| EXTRAIT À LIRE |

'''

4 avril Il reste trois jours avant le vote : lundi ressemblera-t-il à un printemps? La triste marche de l’ASSÉ privée de porte-parole crédibles était un présage décevant d’un pays qui s’apprête à « avancer en arrière »: à la base, leur cri du cœur contre une austérité imposée par le 1% qui continue à voter des salaires millionnaires à des gestionnaires de banques et à des constructeurs de F-35, de bombes nucléaires et de drones armés, aurait dû inspirer des discours créatifs…
Mais c’est comme si ce printemps reste gelé dans la sloche des demi-mesures. Merci à Dominique Lévesque qui propose le slogan humoristique suivant reflétant l’ambigüité des Québécois: « Je suis DÉTERMINÉ à voter pour les VRAIES AFFAIRES, alors JE VAIS VOTER AVEC MA TÊTE car je crois que C’EST POSSIBLE! » « Alain Décis » semble tergiverser :
– oui à l’écologie, car le BAPE nous protégerait – peut-être – des dommages potentiels à Anticosti?

'''

[Lignes du jeu de données]

'''

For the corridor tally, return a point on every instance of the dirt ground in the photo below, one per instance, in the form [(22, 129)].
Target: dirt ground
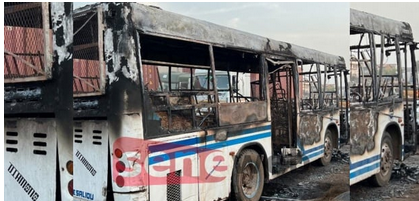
[(313, 182), (403, 186)]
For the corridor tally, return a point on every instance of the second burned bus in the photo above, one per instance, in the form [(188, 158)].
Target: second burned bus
[(383, 70), (137, 140)]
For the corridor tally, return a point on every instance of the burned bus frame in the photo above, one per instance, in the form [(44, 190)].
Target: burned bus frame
[(381, 94), (128, 105), (38, 101)]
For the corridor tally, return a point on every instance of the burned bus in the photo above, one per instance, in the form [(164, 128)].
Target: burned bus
[(382, 116), (38, 162), (149, 123)]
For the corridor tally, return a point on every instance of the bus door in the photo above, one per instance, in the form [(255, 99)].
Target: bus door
[(283, 110), (90, 149)]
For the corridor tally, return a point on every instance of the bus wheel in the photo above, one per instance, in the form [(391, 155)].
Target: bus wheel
[(248, 176), (328, 149), (386, 164)]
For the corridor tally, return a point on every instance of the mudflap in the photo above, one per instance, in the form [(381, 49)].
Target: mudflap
[(30, 159), (172, 169), (90, 150)]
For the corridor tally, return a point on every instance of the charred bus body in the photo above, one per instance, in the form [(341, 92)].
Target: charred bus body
[(137, 136), (38, 101), (382, 116)]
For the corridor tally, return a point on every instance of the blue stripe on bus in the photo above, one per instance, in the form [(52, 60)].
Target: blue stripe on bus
[(312, 153), (193, 141), (364, 170), (313, 149), (194, 150), (172, 145), (364, 162)]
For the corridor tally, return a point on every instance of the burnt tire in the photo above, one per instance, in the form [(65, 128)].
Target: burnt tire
[(248, 176), (328, 149), (386, 162)]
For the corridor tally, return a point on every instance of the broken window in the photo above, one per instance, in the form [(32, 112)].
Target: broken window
[(375, 72), (88, 65), (182, 90), (27, 42)]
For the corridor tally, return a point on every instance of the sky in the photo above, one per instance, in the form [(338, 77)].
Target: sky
[(320, 26), (407, 12)]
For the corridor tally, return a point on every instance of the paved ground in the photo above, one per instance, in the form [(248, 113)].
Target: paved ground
[(403, 186), (313, 182)]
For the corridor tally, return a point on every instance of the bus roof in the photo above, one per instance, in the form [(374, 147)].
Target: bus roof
[(362, 22), (155, 21)]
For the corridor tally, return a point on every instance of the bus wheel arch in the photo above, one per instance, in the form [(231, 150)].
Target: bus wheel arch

'''

| TRAVAIL DEMANDÉ |
1 - Indiquez si chacune des affirmations suivantes concorde avec le billet sur le vote, en répondant par oui ou par non et en citant les mots du billet qui tranchent : (a) le vote a lieu dans trois jours ; (b) le slogan humoristique est proposé par « Alain Décis » ; (c) la marche de l’ASSÉ comptait des porte-parole crédibles.
2 - Reprenez le billet sur le vote à la suite de sa dernière phrase, dans le même ton.
Les entrées proviennent d’une autre source que l’extrait.

| RÉPONSES RÉDIGÉES |
1 -
(a) Oui : « Il reste trois jours avant le vote ».
(b) Non : « Merci à Dominique Lévesque qui propose le slogan humoristique suivant ».
(c) Non : « La triste marche de l’ASSÉ privée de porte-parole crédibles ».

2 -
– oui aux nations Cris et Innues, mais l’exploration uranifère serait envisageable dans les monts Ottish, ainsi que la mine d’apatite à Sept-îles?
– oui à l’environnement, mais l’inversion de pipeline pour acheminer du pétrole des sables bitumineux de l’Ouest, honni dans le monde entier, servirait l’indépendance énergétique?
– oui au rétablissement de la ligne ferrovière à Lac Mégantic, mais comment nettoyer le lac? Même question pour la baie de Sept-îles, victime d’un déversement de mazout à l’automne dernier…
– oui à la fracturation du schiste pour en extraire du pétrole ou du gaz naturel, alors que notre regretté Frédéric Back dessinait l’avenir fait d’énergie thermique captée du sol et ne produisant que du gaz carbonique non polluant…
– oui à l’égalité hommes-femmes, mais comment ne pas être révulsés par la glauque mise en valeur de la charte qui emprunte des accents anti-musulmans, tout en épargnant la secte Lev Tahor dont les malheureuses femmes s’enfuient au Guatemala, tout en laissant les discours officiels de l’archevêque de Québec sanctifier Marie-de-l’Incarnation, sans un seul mot pour envisager l’égalité des femmes dans l’Église elle-même et chez les premières nations? Pourquoi ne pas rappeler le superbe portrait de cette pionnière auteure de lexiques en langues autochtones dressé par Jean-Daniel Lafond, Lorraine Pintal et Marie Tifo ?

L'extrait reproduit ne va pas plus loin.